**What the task asks**
Your task is to transcribe the records exactly, skipping every image.

**Rows**
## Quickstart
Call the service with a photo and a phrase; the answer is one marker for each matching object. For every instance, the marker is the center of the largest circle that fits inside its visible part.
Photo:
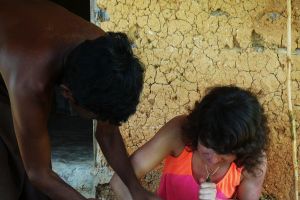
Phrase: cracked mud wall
(189, 46)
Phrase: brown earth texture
(188, 46)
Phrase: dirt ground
(188, 46)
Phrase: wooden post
(290, 105)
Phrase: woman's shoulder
(173, 130)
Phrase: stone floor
(72, 152)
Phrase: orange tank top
(177, 181)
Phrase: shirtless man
(43, 46)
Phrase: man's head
(104, 77)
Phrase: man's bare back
(36, 39)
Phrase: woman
(215, 152)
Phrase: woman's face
(211, 158)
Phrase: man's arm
(113, 148)
(167, 140)
(30, 111)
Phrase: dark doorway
(78, 7)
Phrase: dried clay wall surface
(188, 46)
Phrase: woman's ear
(66, 92)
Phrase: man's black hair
(105, 77)
(229, 120)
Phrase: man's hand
(207, 191)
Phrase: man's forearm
(54, 187)
(115, 152)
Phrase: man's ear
(66, 92)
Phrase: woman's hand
(207, 191)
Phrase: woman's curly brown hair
(229, 120)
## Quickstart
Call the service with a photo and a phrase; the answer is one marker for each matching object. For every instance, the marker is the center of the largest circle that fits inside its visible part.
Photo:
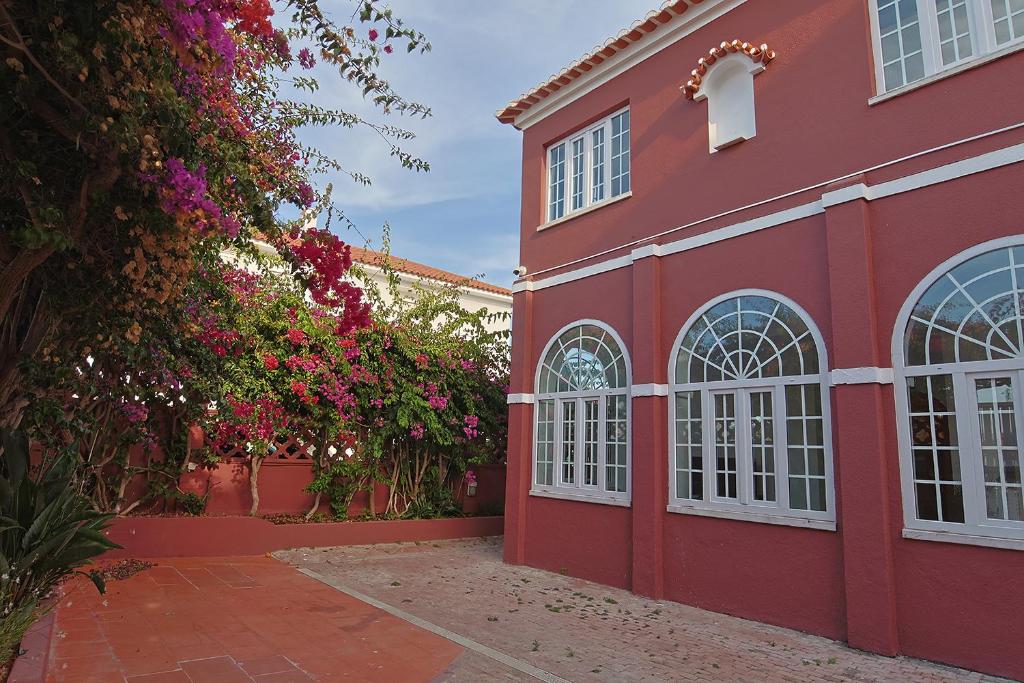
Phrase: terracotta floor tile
(294, 676)
(176, 676)
(215, 670)
(270, 665)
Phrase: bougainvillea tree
(430, 381)
(285, 368)
(140, 137)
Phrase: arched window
(958, 357)
(749, 408)
(581, 443)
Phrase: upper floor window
(750, 415)
(590, 166)
(919, 38)
(581, 442)
(961, 400)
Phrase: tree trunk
(314, 508)
(254, 465)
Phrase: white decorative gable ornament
(725, 79)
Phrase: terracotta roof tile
(757, 54)
(650, 23)
(371, 257)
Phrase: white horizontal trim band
(581, 497)
(753, 516)
(860, 376)
(649, 390)
(964, 539)
(985, 162)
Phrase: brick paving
(581, 631)
(225, 620)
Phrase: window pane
(805, 433)
(763, 445)
(954, 30)
(578, 169)
(597, 169)
(568, 442)
(1008, 19)
(933, 432)
(556, 182)
(621, 154)
(545, 441)
(615, 461)
(689, 446)
(1000, 458)
(590, 441)
(899, 33)
(725, 444)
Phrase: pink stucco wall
(851, 267)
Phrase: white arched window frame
(777, 465)
(582, 414)
(958, 368)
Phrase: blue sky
(464, 214)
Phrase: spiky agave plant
(48, 529)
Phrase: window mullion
(969, 441)
(928, 22)
(581, 438)
(708, 444)
(782, 450)
(744, 447)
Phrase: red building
(768, 355)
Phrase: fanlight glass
(973, 312)
(747, 337)
(584, 358)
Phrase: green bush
(48, 529)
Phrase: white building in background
(473, 294)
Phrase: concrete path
(518, 624)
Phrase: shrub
(48, 529)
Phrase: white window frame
(983, 43)
(977, 528)
(744, 507)
(587, 135)
(578, 489)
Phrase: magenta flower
(306, 58)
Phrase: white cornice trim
(958, 169)
(860, 376)
(844, 195)
(649, 390)
(964, 539)
(693, 18)
(933, 176)
(747, 515)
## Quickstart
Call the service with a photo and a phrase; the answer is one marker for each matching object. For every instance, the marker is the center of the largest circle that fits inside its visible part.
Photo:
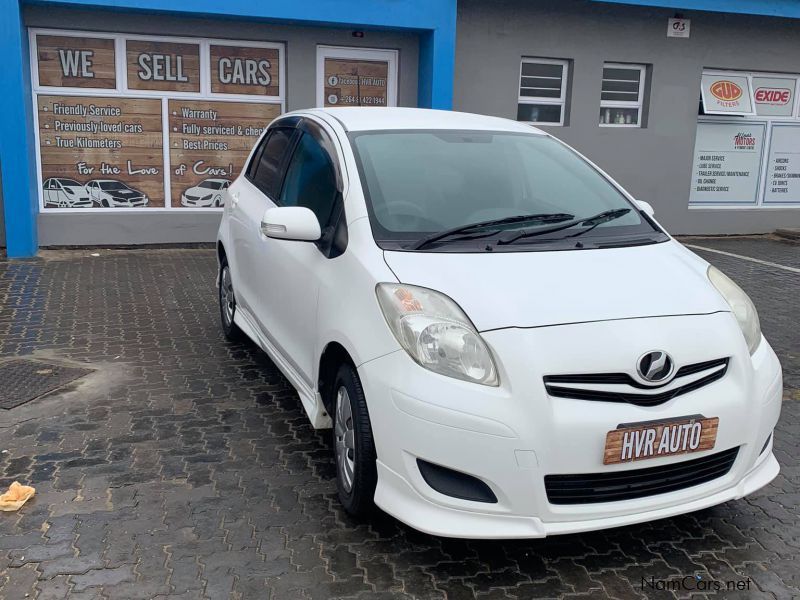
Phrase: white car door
(249, 197)
(288, 284)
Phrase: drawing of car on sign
(60, 192)
(209, 192)
(110, 193)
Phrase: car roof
(356, 118)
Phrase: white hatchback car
(505, 342)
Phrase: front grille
(717, 368)
(615, 486)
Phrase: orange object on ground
(16, 496)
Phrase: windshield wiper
(440, 235)
(593, 221)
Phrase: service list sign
(727, 161)
(356, 82)
(101, 152)
(783, 169)
(209, 142)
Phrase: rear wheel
(227, 303)
(353, 445)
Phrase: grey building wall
(2, 218)
(654, 163)
(301, 47)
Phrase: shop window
(542, 91)
(622, 95)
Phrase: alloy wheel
(344, 433)
(227, 298)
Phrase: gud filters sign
(726, 94)
(129, 122)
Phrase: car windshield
(212, 185)
(418, 183)
(113, 185)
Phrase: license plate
(640, 441)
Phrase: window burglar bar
(622, 95)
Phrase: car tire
(353, 445)
(227, 303)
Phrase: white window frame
(638, 104)
(121, 91)
(561, 101)
(356, 53)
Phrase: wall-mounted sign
(356, 82)
(100, 152)
(356, 76)
(726, 94)
(164, 136)
(82, 62)
(248, 70)
(783, 166)
(681, 28)
(167, 66)
(774, 96)
(209, 142)
(727, 163)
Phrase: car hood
(123, 193)
(198, 191)
(535, 289)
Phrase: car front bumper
(513, 435)
(197, 203)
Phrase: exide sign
(776, 96)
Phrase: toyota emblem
(655, 367)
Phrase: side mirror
(291, 223)
(646, 207)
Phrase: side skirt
(311, 400)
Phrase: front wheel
(353, 446)
(227, 304)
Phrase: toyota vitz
(505, 343)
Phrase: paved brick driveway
(185, 468)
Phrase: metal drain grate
(23, 380)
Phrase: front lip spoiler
(704, 314)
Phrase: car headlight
(742, 307)
(436, 333)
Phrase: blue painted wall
(434, 20)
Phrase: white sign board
(726, 94)
(679, 28)
(727, 162)
(783, 168)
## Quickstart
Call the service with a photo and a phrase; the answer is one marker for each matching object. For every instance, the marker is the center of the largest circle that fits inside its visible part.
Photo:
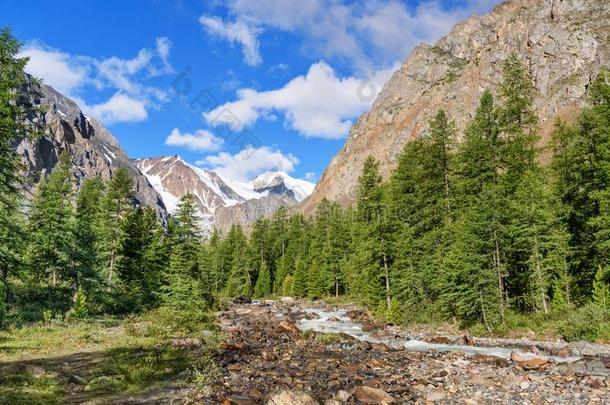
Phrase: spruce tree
(240, 278)
(50, 249)
(538, 238)
(88, 208)
(262, 287)
(132, 267)
(13, 127)
(115, 205)
(299, 282)
(184, 289)
(582, 163)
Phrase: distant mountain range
(158, 182)
(221, 201)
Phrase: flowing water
(338, 322)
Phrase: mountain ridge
(563, 43)
(221, 202)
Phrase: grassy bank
(108, 360)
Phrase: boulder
(464, 340)
(290, 397)
(528, 363)
(371, 395)
(241, 300)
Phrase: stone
(239, 400)
(290, 397)
(372, 395)
(489, 359)
(435, 394)
(440, 340)
(464, 340)
(289, 327)
(528, 363)
(565, 43)
(343, 395)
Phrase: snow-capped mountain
(221, 201)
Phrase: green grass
(108, 357)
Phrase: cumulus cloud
(72, 74)
(237, 32)
(200, 140)
(318, 104)
(56, 67)
(119, 108)
(368, 34)
(250, 162)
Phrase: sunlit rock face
(92, 148)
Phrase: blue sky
(240, 86)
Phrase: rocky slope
(564, 43)
(93, 149)
(274, 189)
(172, 177)
(222, 202)
(267, 359)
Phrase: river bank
(272, 346)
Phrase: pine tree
(582, 163)
(184, 289)
(601, 290)
(132, 268)
(240, 278)
(538, 237)
(13, 127)
(299, 283)
(373, 235)
(115, 206)
(50, 250)
(315, 281)
(288, 286)
(263, 282)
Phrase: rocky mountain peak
(92, 148)
(564, 43)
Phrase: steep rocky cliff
(221, 202)
(92, 148)
(172, 177)
(564, 43)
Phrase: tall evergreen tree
(50, 250)
(262, 287)
(13, 126)
(88, 207)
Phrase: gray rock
(92, 148)
(563, 43)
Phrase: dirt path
(265, 352)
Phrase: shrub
(589, 322)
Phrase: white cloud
(72, 74)
(310, 176)
(236, 32)
(119, 108)
(318, 104)
(369, 34)
(201, 140)
(55, 67)
(250, 162)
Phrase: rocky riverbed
(268, 358)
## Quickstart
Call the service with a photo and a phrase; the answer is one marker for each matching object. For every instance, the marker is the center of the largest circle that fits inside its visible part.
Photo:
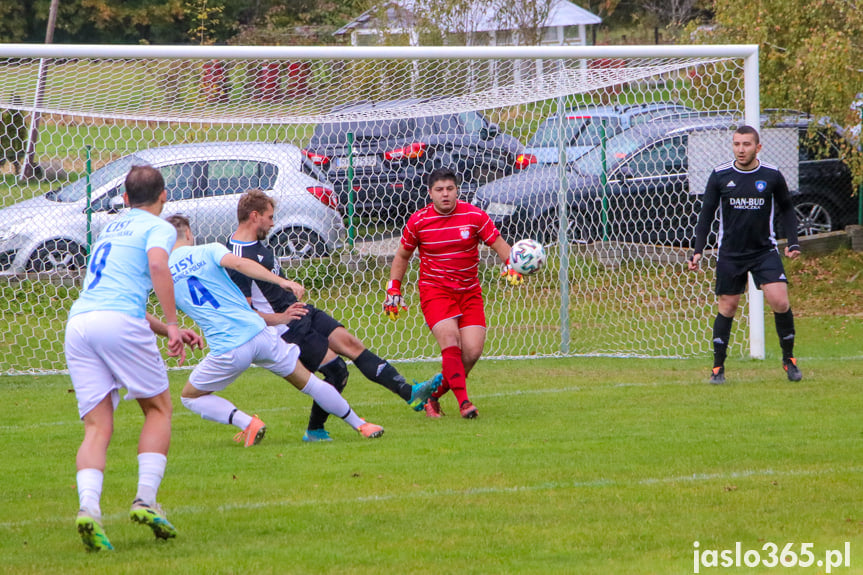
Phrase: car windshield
(617, 148)
(577, 131)
(369, 130)
(78, 189)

**The completed task**
## Quickstart
Call the service with a photo and a phrase; the answer is one marker for each matching object. For every instance, the marker is the center of the largest circle that fits inside its visible part.
Photo:
Phrase: cracked mud wall
(189, 46)
Phrase: brown earth texture
(188, 46)
Phrase: dirt ground
(188, 46)
Phrase: wooden post
(290, 105)
Phrase: woman's shoulder
(173, 130)
Phrase: stone floor
(72, 152)
Phrase: orange tank top
(177, 181)
Phrase: shirtless man
(43, 46)
Phrase: man's head
(104, 77)
Phrase: man's bare back
(36, 39)
Phrase: woman
(215, 152)
Phrase: woman's face
(211, 158)
Phrase: man's arm
(113, 148)
(167, 140)
(30, 111)
Phrase: dark doorway
(78, 7)
Phrase: dried clay wall surface
(188, 46)
Phrase: woman's ear
(66, 92)
Phrase: man's black hair
(105, 77)
(229, 120)
Phrase: man's hand
(207, 191)
Phrase: man's forearm
(54, 187)
(115, 152)
Phrase: man's ear
(66, 92)
Phrase: woman's hand
(207, 191)
Phrase: woman's curly brown hair
(229, 120)
## Quickstart
Call the service with a photo and a phrase; the answer is one marker for each matching object. For every instance, the marker is the center of the largest circle that fits inside its visible part.
Photo:
Phrase: terracotta floor tile
(294, 676)
(176, 676)
(215, 670)
(270, 665)
Phrase: bougainvillea tree
(430, 381)
(285, 368)
(140, 137)
Phrase: arched window
(958, 357)
(749, 408)
(581, 443)
Phrase: upper floor window
(750, 415)
(590, 166)
(919, 38)
(581, 442)
(961, 400)
Phrase: tree trunk
(314, 508)
(254, 465)
Phrase: white decorative gable ornament
(725, 79)
Phrase: terracotta roof tile
(757, 54)
(650, 23)
(371, 257)
Phrase: white horizontal trim band
(581, 497)
(753, 516)
(860, 376)
(649, 390)
(964, 539)
(985, 162)
Phrase: brick paving
(581, 631)
(225, 620)
Phrase: window pane
(805, 433)
(763, 445)
(954, 30)
(578, 169)
(597, 169)
(568, 442)
(1008, 19)
(933, 432)
(556, 182)
(621, 154)
(545, 441)
(615, 461)
(689, 446)
(1000, 458)
(590, 441)
(899, 33)
(725, 444)
Phrase: pink stucco wall
(851, 267)
Phrase: white arched window frame
(777, 465)
(582, 414)
(958, 368)
Phrase: blue sky
(464, 214)
Phrase: spiky agave plant
(48, 529)
Phrase: window mullion
(969, 441)
(928, 22)
(581, 438)
(708, 444)
(782, 450)
(744, 447)
Phrase: red building
(768, 355)
Phrase: fanlight glass
(973, 312)
(747, 337)
(584, 358)
Phrase: green bush
(48, 529)
Phrase: white building in background
(473, 294)
Phrase: concrete path
(518, 624)
Phrase: shrub
(48, 529)
Phrase: white window frame
(983, 43)
(977, 528)
(744, 507)
(587, 135)
(578, 489)
Phrase: magenta flower
(306, 58)
Phrase: white cornice trim
(958, 169)
(860, 376)
(844, 195)
(649, 390)
(964, 539)
(693, 18)
(933, 176)
(747, 515)
## Quickstart
Call the service with a photo and a phrase; the answer is one marker for each matching object. For every instance, the marker is the center of the largest circle that fits inside its visible part.
Photo:
Phrase: white car door
(249, 197)
(288, 284)
Phrase: drawing of car on sign
(60, 192)
(209, 192)
(110, 193)
Phrase: car roof
(356, 118)
Phrase: white hatchback car
(505, 342)
Phrase: front grille
(717, 368)
(615, 486)
Phrase: orange object on ground
(16, 496)
Phrase: windshield wiper
(440, 235)
(593, 221)
Phrase: service list sign
(727, 161)
(356, 82)
(101, 152)
(783, 169)
(209, 142)
Phrase: rear wheel
(227, 303)
(353, 445)
Phrase: grey building wall
(2, 218)
(654, 163)
(301, 47)
Phrase: shop window
(542, 91)
(622, 95)
Phrase: alloy wheel
(344, 433)
(227, 298)
Phrase: gud filters sign
(726, 94)
(129, 122)
Phrase: car windshield
(212, 185)
(418, 183)
(113, 185)
Phrase: license plate
(640, 441)
Phrase: window burglar bar
(622, 95)
Phrase: car tire
(353, 445)
(227, 303)
Phrase: white window frame
(638, 104)
(121, 91)
(561, 101)
(356, 53)
Phrase: wall-mounted sign
(356, 82)
(100, 152)
(356, 76)
(726, 94)
(164, 136)
(82, 62)
(248, 70)
(783, 166)
(681, 28)
(167, 66)
(774, 96)
(209, 142)
(727, 163)
Phrase: car hood
(123, 193)
(198, 191)
(535, 289)
Phrase: car front bumper
(513, 435)
(197, 203)
Phrase: exide sign
(776, 96)
Phrase: toyota emblem
(655, 367)
Phrase: side mirror
(291, 223)
(646, 207)
Phrase: side skirt
(311, 400)
Phrase: front wheel
(353, 446)
(227, 304)
Phrase: toyota vitz
(505, 343)
Phrase: paved brick driveway
(185, 468)
Phrase: metal drain grate
(23, 380)
Phrase: front lip spoiler
(704, 314)
Phrase: car headlight
(742, 307)
(436, 333)
Phrase: blue painted wall
(434, 20)
Phrase: white sign board
(726, 94)
(679, 28)
(727, 162)
(783, 168)
## Quickstart
Call the service with a photo and a phrase; the answer is one marker for each matching object. For every instance, the marker is the center of the largest circle that fits inside its visible part.
Photo:
Phrase: spruce tree
(240, 278)
(50, 249)
(538, 238)
(88, 208)
(262, 287)
(132, 267)
(13, 127)
(115, 205)
(299, 282)
(184, 289)
(582, 163)
Phrase: distant mountain range
(158, 182)
(221, 201)
Phrase: flowing water
(338, 322)
Phrase: mountain ridge
(563, 43)
(221, 202)
Phrase: grassy bank
(108, 360)
Phrase: boulder
(464, 340)
(290, 397)
(528, 363)
(371, 395)
(241, 300)
Phrase: stone
(239, 400)
(290, 397)
(372, 395)
(489, 359)
(435, 394)
(440, 340)
(464, 340)
(289, 327)
(528, 363)
(565, 43)
(343, 395)
Phrase: snow-capped mountain
(221, 201)
Phrase: green grass
(108, 357)
Phrase: cumulus cloud
(72, 74)
(237, 32)
(200, 140)
(318, 104)
(56, 67)
(119, 108)
(368, 34)
(250, 162)
Phrase: sunlit rock face
(92, 148)
Phrase: blue sky
(240, 86)
Phrase: rocky slope
(564, 43)
(93, 149)
(274, 189)
(172, 177)
(222, 202)
(267, 359)
Phrase: river bank
(272, 346)
Phrase: pine tree
(582, 163)
(184, 289)
(601, 290)
(132, 268)
(240, 278)
(538, 237)
(13, 127)
(299, 283)
(373, 235)
(115, 206)
(50, 250)
(315, 281)
(288, 286)
(263, 282)
Phrase: rocky mountain peak
(92, 148)
(564, 43)
Phrase: steep rocky cliff
(221, 202)
(92, 148)
(172, 177)
(564, 43)
Phrase: tall evergreen tree
(50, 250)
(262, 287)
(13, 126)
(88, 207)
Phrase: gray rock
(92, 148)
(563, 43)
Phrase: dirt path
(265, 352)
Phrase: shrub
(589, 322)
Phrase: white cloud
(72, 74)
(310, 176)
(236, 32)
(119, 108)
(318, 104)
(369, 34)
(201, 140)
(55, 67)
(250, 162)
Phrase: rocky riverbed
(268, 358)
## Quickstart
Call the service with a photo and a phrase; the answer is one marker for each matching object. For every instance, the marker is the center of the largest circle that fits inside its visible part.
Photo:
Phrase: car windshield
(617, 148)
(577, 131)
(369, 130)
(78, 189)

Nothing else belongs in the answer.